Brano scelto:
You are owed profits for your data that powers today’s AI, and we have a
way to make that happen. We call it the AI Dividend.

Our proposal is simple, and harkens back to the Alaskan plan. When Big
Tech companies produce output from generative AI that was trained on
public data, they would pay a tiny licensing fee, by the word or pixel
or relevant unit of data. Those fees would go into the AI Dividend
fund. Every few months, the Commerce Department would send out the
entirety of the fund, split equally, to every resident
nationwide. That’s it.

[...] The bottom line for Big Tech is that if their AI model was created
using public data, they have to pay into the fund. If you’re an
American, you get paid from the fund.

Voci:

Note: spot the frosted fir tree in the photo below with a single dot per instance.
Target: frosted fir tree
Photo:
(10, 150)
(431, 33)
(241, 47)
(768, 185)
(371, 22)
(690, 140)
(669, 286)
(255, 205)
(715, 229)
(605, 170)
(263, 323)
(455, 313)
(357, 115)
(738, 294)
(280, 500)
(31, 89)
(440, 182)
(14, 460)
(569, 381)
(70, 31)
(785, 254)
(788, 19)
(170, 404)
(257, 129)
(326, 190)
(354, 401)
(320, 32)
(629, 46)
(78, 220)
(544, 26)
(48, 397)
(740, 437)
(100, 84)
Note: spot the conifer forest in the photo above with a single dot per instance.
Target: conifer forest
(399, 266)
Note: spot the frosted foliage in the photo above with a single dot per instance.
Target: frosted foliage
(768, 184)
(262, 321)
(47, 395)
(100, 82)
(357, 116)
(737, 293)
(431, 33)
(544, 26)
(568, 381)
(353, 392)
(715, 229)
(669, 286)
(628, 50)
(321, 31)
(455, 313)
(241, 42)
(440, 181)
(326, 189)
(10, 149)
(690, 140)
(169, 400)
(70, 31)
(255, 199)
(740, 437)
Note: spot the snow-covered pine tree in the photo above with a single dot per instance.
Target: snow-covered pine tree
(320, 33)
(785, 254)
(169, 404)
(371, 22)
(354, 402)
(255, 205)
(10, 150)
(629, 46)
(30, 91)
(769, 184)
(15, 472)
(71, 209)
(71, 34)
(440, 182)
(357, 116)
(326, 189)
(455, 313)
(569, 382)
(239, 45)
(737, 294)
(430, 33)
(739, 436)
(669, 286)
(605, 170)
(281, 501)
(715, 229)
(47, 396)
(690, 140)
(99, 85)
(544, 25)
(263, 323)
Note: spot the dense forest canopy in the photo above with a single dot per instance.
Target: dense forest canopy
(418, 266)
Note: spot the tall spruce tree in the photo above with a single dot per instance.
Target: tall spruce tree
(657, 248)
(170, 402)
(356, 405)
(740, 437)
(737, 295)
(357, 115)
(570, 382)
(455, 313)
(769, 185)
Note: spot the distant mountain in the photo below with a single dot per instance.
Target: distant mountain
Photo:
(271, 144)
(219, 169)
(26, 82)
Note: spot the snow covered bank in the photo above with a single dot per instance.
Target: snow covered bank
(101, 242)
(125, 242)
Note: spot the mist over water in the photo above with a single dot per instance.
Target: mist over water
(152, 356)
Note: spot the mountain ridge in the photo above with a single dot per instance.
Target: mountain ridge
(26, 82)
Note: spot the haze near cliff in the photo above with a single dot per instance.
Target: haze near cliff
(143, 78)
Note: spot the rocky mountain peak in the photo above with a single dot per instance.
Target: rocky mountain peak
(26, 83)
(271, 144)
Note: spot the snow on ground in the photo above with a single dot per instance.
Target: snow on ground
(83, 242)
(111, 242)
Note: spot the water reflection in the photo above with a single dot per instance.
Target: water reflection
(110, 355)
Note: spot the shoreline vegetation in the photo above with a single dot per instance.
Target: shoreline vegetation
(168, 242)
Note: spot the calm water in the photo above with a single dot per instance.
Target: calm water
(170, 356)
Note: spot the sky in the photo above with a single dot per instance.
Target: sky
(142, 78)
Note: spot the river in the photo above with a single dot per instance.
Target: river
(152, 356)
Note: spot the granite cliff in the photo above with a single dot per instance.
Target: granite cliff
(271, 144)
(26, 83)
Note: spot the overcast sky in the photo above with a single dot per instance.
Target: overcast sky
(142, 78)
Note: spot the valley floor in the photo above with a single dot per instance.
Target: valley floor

Da fare:
a: Riscrivi il brano sul dividendo dell'IA partendo da "You are owed" e arrivando a "from the fund.", con "pool" al posto di "fund".
b: Prosegui il brano sul dividendo dell'IA a partire dall'ultima frase riportata.

Risposte:
a:
You are owed profits for your data that powers today’s AI, and we have a
way to make that happen. We call it the AI Dividend.

Our proposal is simple, and harkens back to the Alaskan plan. When Big
Tech companies produce output from generative AI that was trained on
public data, they would pay a tiny licensing fee, by the word or pixel
or relevant unit of data. Those fees would go into the AI Dividend
pool. Every few months, the Commerce Department would send out the
entirety of the pool, split equally, to every resident
nationwide. That’s it.

[...] The bottom line for Big Tech is that if their AI model was created
using public data, they have to pay into the pool. If you’re an
American, you get paid from the pool.

b:
Under this plan, hobbyists and American small businesses would be exempt
from fees. Only Big Tech companies—those with substantial revenue—would
be required to pay into the fund. [...]

Using today’s numbers, here’s what it would look like. The licensing fee
could be small, starting at $0.001 per word generated by AI. A similar
type of fee would be applied to other categories of generative AI
outputs, such as images. That’s not a lot, but it adds up. Since most of
Big Tech has started integrating generative AI into products, these fees
would mean an annual dividend payment of a couple hundred dollars per
person.

The idea of paying you for your data [isn’t new], and some companies
have tried to do it themselves for users who opted in. And the idea of
the public being repaid for use of their resources goes back to well
before Alaska’s oil fund. But generative AI is different: It uses data
from all of us whether we like it or not, it’s ubiquitous, and it’s
potentially immensely valuable. It would cost Big Tech companies a
fortune to create a synthetic equivalent to our data from scratch, and
synthetic data would almost certainly result in worse output. They can’t
create good AI without us.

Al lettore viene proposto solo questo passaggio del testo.